Problem statement =
Please count how many lines in the entries below contain the word "hand", and reply with the number alone.

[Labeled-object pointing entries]

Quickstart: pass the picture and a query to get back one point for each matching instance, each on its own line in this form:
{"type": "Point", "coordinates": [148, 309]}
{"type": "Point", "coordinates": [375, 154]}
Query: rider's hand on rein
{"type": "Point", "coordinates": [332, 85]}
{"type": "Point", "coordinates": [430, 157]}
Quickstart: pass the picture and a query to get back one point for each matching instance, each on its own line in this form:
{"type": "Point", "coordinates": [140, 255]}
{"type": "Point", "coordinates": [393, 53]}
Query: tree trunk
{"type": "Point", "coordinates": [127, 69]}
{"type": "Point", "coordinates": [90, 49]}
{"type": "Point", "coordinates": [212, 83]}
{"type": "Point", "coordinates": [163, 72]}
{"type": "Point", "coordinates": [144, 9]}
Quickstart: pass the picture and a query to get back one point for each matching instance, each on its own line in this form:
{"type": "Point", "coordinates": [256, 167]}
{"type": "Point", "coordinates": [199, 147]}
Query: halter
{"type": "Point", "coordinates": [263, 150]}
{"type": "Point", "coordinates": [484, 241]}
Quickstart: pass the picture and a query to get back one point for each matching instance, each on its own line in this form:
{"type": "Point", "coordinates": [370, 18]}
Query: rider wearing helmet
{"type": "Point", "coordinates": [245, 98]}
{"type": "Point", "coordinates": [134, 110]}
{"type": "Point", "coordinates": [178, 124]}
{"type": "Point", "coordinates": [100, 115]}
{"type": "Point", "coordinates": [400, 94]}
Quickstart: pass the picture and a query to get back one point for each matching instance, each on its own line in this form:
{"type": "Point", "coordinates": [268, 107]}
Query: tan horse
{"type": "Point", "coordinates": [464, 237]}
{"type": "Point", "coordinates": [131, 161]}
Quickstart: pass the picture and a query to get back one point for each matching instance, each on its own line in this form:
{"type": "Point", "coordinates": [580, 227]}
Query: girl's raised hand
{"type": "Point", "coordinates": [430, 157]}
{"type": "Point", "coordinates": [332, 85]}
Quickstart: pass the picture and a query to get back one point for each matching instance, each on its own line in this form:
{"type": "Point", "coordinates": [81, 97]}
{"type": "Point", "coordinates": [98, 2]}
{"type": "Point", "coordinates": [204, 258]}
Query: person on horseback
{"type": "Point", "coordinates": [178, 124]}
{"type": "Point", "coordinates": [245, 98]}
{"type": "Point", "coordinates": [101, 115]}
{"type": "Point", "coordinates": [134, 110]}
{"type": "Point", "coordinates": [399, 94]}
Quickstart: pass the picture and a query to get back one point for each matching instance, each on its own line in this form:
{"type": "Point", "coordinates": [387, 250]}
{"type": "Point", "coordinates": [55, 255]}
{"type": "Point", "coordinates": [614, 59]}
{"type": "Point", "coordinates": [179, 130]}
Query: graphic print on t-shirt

Exercise solution =
2